Expropriation: Comment la jurisprudence combat l’abus de pouvoir
«L’expropriation pour cause d’utilité publique engendre un coût financier et social lorsque la loi n’est pas respectée par l’administration», prévient l’Agence judiciaire du Royaume (Cf. L’Economiste n°5693 du 7 février 2020). La justice joue un rôle déterminant lorsqu’un propriétaire se déclare victime d’un abus de pouvoir. Les juridictions administratives «sont de plus en plus sévères» vis-à-vis des expropriations illégales initiées par l’Etat.
La Cour de cassation a présenté, en février 2019 au Salon international du livre à Casablanca, des jurisprudences où est en jeu la loi n°7-81 relative à l’expropriation pour cause d’utilité publique et à l’occupation temporaire (Cf. L’Economiste n°5709 du lundi 2 mars 2020). Comment ses magistrats ont réagi face aux actes abusifs? Voici quelques échantillons jurisprudentiels.
■ Une expertise pour fixer l’indemnité contestée
Le transfert d’une propriété privée expropriée au patrimoine foncier de l’Etat peut être contesté. Deux cas de figure se présentent. Premier scénario, le recours à la justice contre ce transfert n’est pas possible lorsqu’il a été opéré dans les règles de l’art. Second scénario, une action en justice est par contre valable lorsqu’un propriétaire conteste le montant de l’indemnité versé par l’Etat. «Une expertise permet d’évaluer le bien au coeur du contentieux et de chiffrer par conséquent l’indemnisation», selon la Cour de cassation.
Cette expertise judiciaire s’appuie obligatoirement sur plusieurs critères.
Ils sont fixés par l’article 20 de la loi sur l’expropriation: dommage actuel et certain directement causé par la procédure engagée par l’Etat, fixation de l’indemnité d’après la valeur de l’immeuble au jour de la décision prononçant l’expropriation…
■ Le montant de l’indemnisation déposé au tribunal ou à la CDG
Peut-on exécuter le jugement d’expropriation alors que le montant de son indemnisation est contesté par le propriétaire? «Dans ce cas là, il existe une exception aux règles générales de droit. La décision d’indemnisation est exécutée même lorsqu’elle est rendue par le tribunal administratif de première instance. Le contestataire dépose toutefois une caution auprès de la justice. Elle couvre la différence entre le montant de l’indemnité versé au propriétaire et la somme qu’il réclame», selon la Cour de cassation. Objectif, protéger les droits du propriétaire tout au long de la procédure judiciaire: 1re instance, appel, cassation.

▸ ENTRÉES BRUTES

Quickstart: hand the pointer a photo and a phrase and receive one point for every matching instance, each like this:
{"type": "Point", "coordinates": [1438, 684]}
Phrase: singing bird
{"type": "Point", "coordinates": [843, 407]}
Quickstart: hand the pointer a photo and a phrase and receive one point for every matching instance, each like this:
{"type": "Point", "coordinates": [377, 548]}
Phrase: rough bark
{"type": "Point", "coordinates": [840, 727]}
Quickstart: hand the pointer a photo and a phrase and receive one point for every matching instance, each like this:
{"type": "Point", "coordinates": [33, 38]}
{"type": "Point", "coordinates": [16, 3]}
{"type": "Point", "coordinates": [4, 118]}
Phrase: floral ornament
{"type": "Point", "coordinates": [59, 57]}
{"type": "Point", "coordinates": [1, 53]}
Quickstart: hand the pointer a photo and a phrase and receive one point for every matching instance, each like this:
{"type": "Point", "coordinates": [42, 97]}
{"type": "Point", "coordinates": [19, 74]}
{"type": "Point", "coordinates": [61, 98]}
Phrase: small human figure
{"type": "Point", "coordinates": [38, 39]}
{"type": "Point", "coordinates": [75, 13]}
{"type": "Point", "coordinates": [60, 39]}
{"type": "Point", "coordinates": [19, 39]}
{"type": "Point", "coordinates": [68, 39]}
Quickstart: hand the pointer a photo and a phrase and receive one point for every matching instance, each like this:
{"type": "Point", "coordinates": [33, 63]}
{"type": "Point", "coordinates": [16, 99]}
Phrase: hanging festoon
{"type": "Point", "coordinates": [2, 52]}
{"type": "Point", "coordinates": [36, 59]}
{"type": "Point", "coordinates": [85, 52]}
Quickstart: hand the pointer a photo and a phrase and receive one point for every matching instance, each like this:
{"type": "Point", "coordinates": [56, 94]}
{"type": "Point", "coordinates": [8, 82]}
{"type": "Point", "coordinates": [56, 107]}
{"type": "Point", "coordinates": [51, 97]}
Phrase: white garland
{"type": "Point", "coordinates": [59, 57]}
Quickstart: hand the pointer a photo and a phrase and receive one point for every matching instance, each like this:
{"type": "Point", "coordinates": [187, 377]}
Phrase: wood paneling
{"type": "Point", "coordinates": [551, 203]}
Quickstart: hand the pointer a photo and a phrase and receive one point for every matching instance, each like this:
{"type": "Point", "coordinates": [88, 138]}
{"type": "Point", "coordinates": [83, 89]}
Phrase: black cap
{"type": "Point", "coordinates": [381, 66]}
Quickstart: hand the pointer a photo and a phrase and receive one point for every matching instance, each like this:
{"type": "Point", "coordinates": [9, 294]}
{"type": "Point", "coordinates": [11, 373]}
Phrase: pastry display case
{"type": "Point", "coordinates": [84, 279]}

▸ VOS CONSIGNES
#1 Recopiez fidèlement, dans l'article sur l'expropriation, tout le passage qui va de « Expropriation: Comment la » jusqu'à « initiées par l’Etat. ».
#2 Rédigez la suite de l'article sur l'expropriation, en reprenant immédiatement après sa dernière phrase.
Les entrées ne sont d'aucune utilité pour ce travail.

▸ RÉPONSES PAR CONSIGNE
#1
Expropriation: Comment la jurisprudence combat l’abus de pouvoir
«L’expropriation pour cause d’utilité publique engendre un coût financier et social lorsque la loi n’est pas respectée par l’administration», prévient l’Agence judiciaire du Royaume (Cf. L’Economiste n°5693 du 7 février 2020). La justice joue un rôle déterminant lorsqu’un propriétaire se déclare victime d’un abus de pouvoir. Les juridictions administratives «sont de plus en plus sévères» vis-à-vis des expropriations illégales initiées par l’Etat.

#2
Que faire si le bien n’a pas de titre foncier ou est en cours d’immatriculation à la conservation foncière? «L’administration doit déposer les fonds d’indemnisation auprès de la Caisse de dépôt et de gestion (CDG). L’argent sera versé aux bénéficiaires lorsque le véritable propriétaire du bien est formellement identifié», selon une jurisprudence constante. L’établissement du titre foncier permet de reconnaître le droit de propriété d’une personne et de le faire valoir à l’égard des tiers.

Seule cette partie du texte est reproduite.